━━ EXERCISE DATA
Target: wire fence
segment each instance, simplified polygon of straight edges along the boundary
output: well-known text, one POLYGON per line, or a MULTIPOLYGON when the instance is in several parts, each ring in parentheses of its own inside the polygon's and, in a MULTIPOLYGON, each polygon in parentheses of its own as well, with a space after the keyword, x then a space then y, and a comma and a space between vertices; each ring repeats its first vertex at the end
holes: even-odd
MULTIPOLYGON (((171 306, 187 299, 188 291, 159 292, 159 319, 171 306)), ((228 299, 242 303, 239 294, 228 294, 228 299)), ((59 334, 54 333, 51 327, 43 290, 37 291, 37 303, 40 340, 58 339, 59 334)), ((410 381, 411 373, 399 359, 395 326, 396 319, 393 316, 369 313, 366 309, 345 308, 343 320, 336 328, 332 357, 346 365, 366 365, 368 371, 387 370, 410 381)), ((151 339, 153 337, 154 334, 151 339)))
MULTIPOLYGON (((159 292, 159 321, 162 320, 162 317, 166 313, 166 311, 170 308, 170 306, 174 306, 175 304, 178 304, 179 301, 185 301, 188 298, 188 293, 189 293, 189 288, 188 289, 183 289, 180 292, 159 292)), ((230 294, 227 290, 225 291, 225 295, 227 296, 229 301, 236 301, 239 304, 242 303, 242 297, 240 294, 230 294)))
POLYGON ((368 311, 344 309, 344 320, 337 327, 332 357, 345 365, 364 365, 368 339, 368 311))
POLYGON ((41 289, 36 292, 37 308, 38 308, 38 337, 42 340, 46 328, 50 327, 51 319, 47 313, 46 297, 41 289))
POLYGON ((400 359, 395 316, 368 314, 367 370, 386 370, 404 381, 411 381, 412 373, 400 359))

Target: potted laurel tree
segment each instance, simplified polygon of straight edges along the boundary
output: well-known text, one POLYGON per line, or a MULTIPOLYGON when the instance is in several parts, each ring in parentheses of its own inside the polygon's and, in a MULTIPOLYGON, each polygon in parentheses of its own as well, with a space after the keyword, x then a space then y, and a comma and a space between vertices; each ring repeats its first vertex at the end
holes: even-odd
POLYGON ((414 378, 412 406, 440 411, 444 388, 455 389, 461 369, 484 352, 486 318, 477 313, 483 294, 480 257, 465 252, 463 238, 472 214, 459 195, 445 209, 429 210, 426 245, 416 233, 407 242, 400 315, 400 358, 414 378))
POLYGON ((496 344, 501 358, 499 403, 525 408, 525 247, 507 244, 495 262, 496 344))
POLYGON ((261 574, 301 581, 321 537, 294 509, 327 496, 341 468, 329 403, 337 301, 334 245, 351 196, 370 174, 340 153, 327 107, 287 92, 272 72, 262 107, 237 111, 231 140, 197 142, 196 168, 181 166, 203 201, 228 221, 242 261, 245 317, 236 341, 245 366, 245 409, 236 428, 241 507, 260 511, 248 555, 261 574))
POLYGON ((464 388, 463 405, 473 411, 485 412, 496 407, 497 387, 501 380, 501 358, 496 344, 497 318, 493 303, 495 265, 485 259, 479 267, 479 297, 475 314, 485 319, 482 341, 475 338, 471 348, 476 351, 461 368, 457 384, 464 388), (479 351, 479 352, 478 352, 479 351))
━━━━
→ WORK REQUEST: Reproduce every record that appears above, keeping the wording exact.

→ WRITTEN REPLY:
Target: wire fence
segment each instance, simplified polygon of straight edges along the boundary
output: well-known text, one POLYGON per line, or a MULTIPOLYGON when the instance is in several parts, each ring in parentheses of its own inside the polygon's and, in a MULTIPOLYGON, each polygon in parentheses of its own as well, with a space after the keyword, x then a space then y, and a comma and a space between vertices; each ring repeats its first vertex at the end
holes: even-odd
MULTIPOLYGON (((171 306, 187 299, 188 291, 159 292, 159 319, 171 306)), ((228 299, 242 303, 239 294, 228 294, 228 299)), ((59 334, 54 333, 51 327, 43 290, 37 291, 37 303, 40 340, 58 339, 59 334)), ((410 381, 411 373, 399 359, 395 326, 396 319, 393 316, 369 313, 366 309, 345 308, 343 320, 336 328, 332 357, 346 365, 366 365, 368 371, 387 370, 410 381)), ((151 339, 153 337, 154 334, 151 339)))
MULTIPOLYGON (((159 292, 159 321, 162 320, 162 317, 166 313, 166 311, 170 308, 170 306, 174 306, 175 304, 178 304, 179 301, 185 301, 188 298, 188 293, 189 293, 189 288, 188 289, 183 289, 180 292, 159 292)), ((230 294, 227 290, 225 291, 225 295, 227 296, 229 301, 236 301, 239 304, 242 303, 242 297, 240 294, 230 294)))
POLYGON ((368 311, 344 309, 344 320, 337 327, 332 357, 345 365, 364 365, 368 339, 368 311))
POLYGON ((41 289, 36 292, 37 308, 38 308, 38 337, 42 340, 46 328, 50 327, 51 319, 47 313, 46 297, 41 289))
POLYGON ((400 359, 395 316, 368 314, 367 370, 386 370, 404 381, 411 381, 412 373, 400 359))

Target: potted laurel tree
segment each instance, simplified polygon of straight edges along the boundary
output: well-known text, one POLYGON per line, or a MULTIPOLYGON when the instance is in several parts, each ring in parentheses of its own inside the polygon's and, in a MULTIPOLYGON, each polygon in parentheses of its own as well, with a space after the keyword, x then a space then y, and a comma and a space between vertices; each ring repeats its first vertex at the end
holes: even-odd
POLYGON ((414 378, 412 406, 440 411, 444 388, 455 389, 461 369, 484 352, 486 318, 477 313, 483 294, 480 257, 465 252, 463 238, 472 214, 459 195, 445 209, 429 210, 426 245, 416 233, 407 242, 400 315, 400 358, 414 378))
POLYGON ((496 344, 501 358, 499 403, 525 408, 525 247, 507 244, 495 262, 496 344))
POLYGON ((261 574, 301 581, 321 537, 294 509, 327 496, 341 468, 329 403, 337 301, 334 245, 351 196, 370 174, 340 153, 327 107, 287 92, 272 72, 262 107, 237 111, 231 140, 197 142, 196 168, 181 166, 203 201, 228 221, 242 261, 245 317, 236 341, 245 366, 245 409, 236 428, 241 507, 260 511, 248 555, 261 574))
POLYGON ((464 388, 463 405, 473 411, 485 412, 496 407, 497 387, 501 380, 501 358, 496 344, 497 318, 493 303, 495 265, 485 259, 479 267, 479 297, 475 314, 485 319, 482 341, 475 338, 471 348, 476 351, 461 368, 457 384, 464 388), (479 351, 479 352, 478 352, 479 351))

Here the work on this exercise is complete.